- **Your goal**: All the records that follow need to be reproduced exactly. Omit the images.

(Records excerpted from a collection)
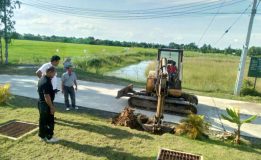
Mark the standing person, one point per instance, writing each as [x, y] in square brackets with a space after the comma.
[42, 70]
[67, 63]
[46, 106]
[68, 81]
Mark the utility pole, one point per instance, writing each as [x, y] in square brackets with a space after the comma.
[5, 32]
[241, 68]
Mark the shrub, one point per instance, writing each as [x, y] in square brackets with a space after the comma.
[248, 89]
[4, 93]
[234, 117]
[193, 126]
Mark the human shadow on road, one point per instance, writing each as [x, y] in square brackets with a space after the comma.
[110, 132]
[110, 153]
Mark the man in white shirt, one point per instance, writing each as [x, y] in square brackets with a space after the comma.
[42, 70]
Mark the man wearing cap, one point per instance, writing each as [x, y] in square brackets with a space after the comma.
[68, 81]
[46, 106]
[42, 70]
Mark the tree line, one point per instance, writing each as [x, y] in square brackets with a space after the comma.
[6, 14]
[206, 48]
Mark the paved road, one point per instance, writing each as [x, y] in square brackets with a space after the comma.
[101, 96]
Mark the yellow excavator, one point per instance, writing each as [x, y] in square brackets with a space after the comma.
[163, 88]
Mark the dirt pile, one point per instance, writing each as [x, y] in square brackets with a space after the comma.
[127, 118]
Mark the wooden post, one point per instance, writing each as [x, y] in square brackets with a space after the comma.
[255, 82]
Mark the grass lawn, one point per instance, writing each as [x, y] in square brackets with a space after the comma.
[87, 134]
[203, 74]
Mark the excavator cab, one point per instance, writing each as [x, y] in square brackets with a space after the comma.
[163, 91]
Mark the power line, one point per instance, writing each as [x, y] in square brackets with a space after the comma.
[212, 20]
[228, 29]
[127, 16]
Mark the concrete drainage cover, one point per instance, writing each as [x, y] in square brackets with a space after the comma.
[17, 129]
[166, 154]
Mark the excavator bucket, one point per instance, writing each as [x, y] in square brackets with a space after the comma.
[126, 91]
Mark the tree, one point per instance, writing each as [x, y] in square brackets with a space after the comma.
[7, 12]
[234, 117]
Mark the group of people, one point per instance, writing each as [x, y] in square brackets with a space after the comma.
[47, 88]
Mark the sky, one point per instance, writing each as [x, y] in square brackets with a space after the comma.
[181, 29]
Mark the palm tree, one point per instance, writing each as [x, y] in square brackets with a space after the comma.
[234, 117]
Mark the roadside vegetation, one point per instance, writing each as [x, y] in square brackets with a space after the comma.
[203, 74]
[89, 135]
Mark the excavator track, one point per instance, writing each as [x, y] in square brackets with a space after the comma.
[172, 105]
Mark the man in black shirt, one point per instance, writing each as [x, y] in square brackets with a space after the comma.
[46, 107]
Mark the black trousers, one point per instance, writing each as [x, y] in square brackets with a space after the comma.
[69, 91]
[46, 121]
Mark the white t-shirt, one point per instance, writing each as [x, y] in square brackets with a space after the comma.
[43, 69]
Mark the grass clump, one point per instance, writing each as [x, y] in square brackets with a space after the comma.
[4, 93]
[193, 126]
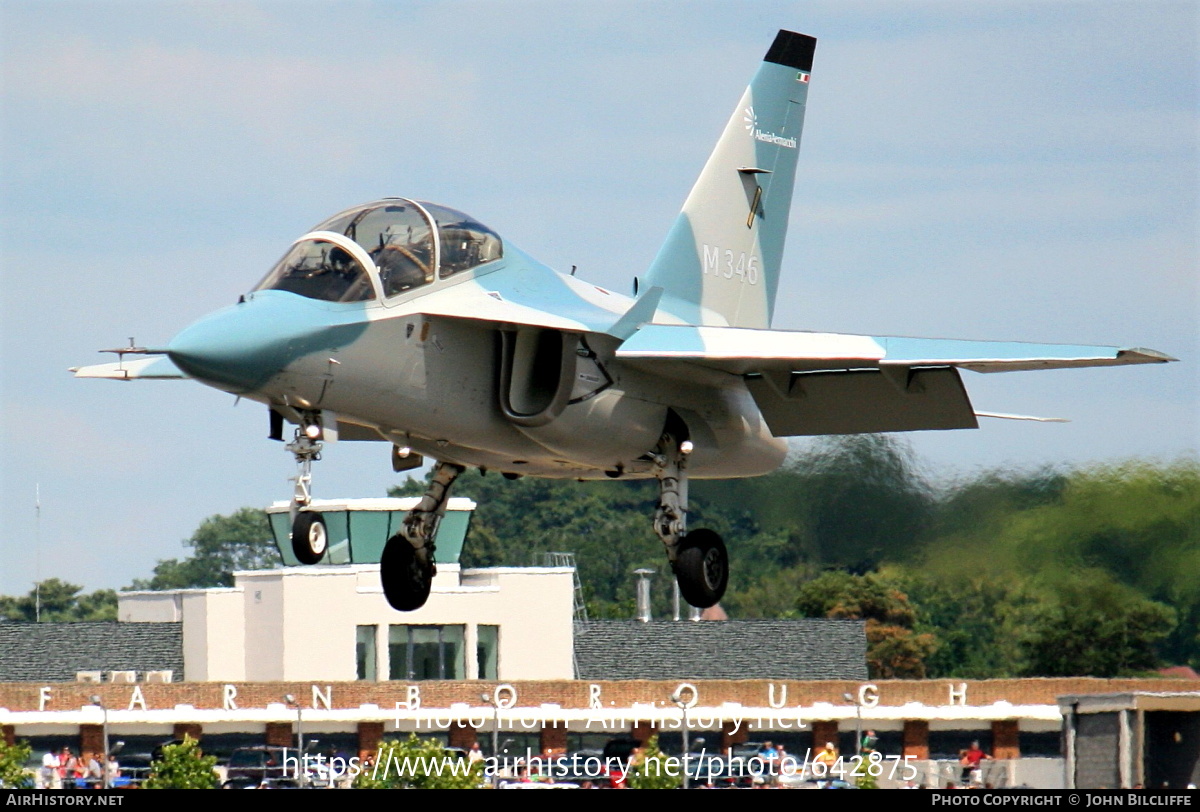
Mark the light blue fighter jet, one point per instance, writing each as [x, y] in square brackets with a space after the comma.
[413, 324]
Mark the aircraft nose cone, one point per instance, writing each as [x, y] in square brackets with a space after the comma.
[228, 349]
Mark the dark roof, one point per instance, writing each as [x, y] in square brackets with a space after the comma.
[54, 651]
[808, 649]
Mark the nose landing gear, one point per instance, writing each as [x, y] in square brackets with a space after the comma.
[699, 559]
[407, 565]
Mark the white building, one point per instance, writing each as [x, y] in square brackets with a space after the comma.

- **Exercise answer**:
Mark the standing person, one point per instance, writing each as [x, y] in square brackets with a space after the comma.
[42, 70]
[67, 63]
[46, 106]
[68, 81]
Mark the utility pole, one point per instance, writing each as [x, y] in square brackets with a space after the comma.
[5, 32]
[241, 68]
Mark the shrub, one point per instance, writing each as [x, y] in square brackets with a space after the comma.
[248, 89]
[4, 93]
[234, 117]
[193, 126]
Mark the human shadow on road, one point per instance, writing each as [x, y] in square brackets with a space after the comma.
[110, 132]
[110, 153]
Mark the man in white shirt, one point per instance, writing each as [x, y] in square brackets with a space after the comma.
[42, 70]
Mark the man wearing cap, one point per instance, writing each as [x, y] in square brackets with a space after the comma.
[68, 81]
[46, 106]
[42, 70]
Mark the tree line, one point per instance, writing each as [x, y] in square brackets with a space after the comma.
[6, 14]
[206, 48]
Mark the paved road, one point per instance, writing each as [x, y] in square brackets with a space after the comma.
[101, 96]
Mark the yellow excavator, one point per instance, writing each as [x, y] in square brackets with a space after the comma.
[163, 88]
Mark the dirt pile, one point per instance, writing each as [x, y] in square brackets with a space after the comma.
[127, 118]
Mark the wooden post, one point per instance, writing each as [x, y] in square brackets with a space after the comma.
[255, 82]
Mark the grass lawn, one point per instance, writing each as [x, y] in square brackets with a space after the comma.
[87, 134]
[203, 74]
Mark the excavator cab, one point per instance, writing each as [x, y] in square brackets with a space after the comma.
[163, 91]
Mark the power line, one point per instance, writing each as [x, y] in square brackets with a space after the comma.
[212, 20]
[228, 29]
[127, 16]
Mark the concrete drainage cover, one point per instance, writing each as [x, y] in square brackets with a space after the comma.
[17, 129]
[166, 154]
Mark the excavator bucket, one point per instance, writing each as [x, y] in square brackets with a space after the comma.
[126, 91]
Mark the tree, one point per instance, writing each as [x, y] in square brackets with a space after the comma.
[7, 12]
[234, 117]
Mark the group of people, one point per instance, writing each as [x, y] in square brackets with a space after the comma.
[47, 88]
Mark the sky, one point per instance, writing each as [x, y] in square brackets with a space after the comma.
[181, 29]
Mark the palm tree, one point per instance, writing each as [x, y] in square brackets with a space after the comma.
[234, 117]
Mark the roadside vegetation, one point per instance, writing each as [x, y] in square brackets with a space after the comma.
[203, 74]
[89, 135]
Mark the excavator track, one point per instance, writing each as [x, y] in square brackets with a space after the comma.
[172, 105]
Mark the man in black shirt, one point per instance, writing each as [x, y] in square brackets with a space after the comma.
[46, 107]
Mark the black trousers, one point per instance, writing each as [x, y] in square brackets with a space after the comma.
[69, 91]
[46, 121]
Mark the white t-shirt, one point per instance, writing each as [x, y] in square brackets with a space after the comma.
[43, 69]
Mark the grass clump, one point per instance, writing each as [x, y] in square brackets with a space after the comma.
[4, 93]
[193, 126]
Mark the light blue fighter jet, one point per instance, writing each as [x, y] in square brackets with a space after the comma.
[413, 324]
Mark the aircraft nose cone, one point per instance, writing each as [x, y] in square brackets with a space after the comma.
[228, 349]
Mark the dark roof, one point per instance, writing each as [x, y] in square brackets with a space after the comma.
[54, 651]
[808, 649]
Mark the nose landing gear, one point per instance, writing each as [x, y] in square brackets with a space after the comma.
[699, 559]
[407, 565]
Mark the white building, one point per instance, writing each as [x, y] in square brackets with a space after the comma.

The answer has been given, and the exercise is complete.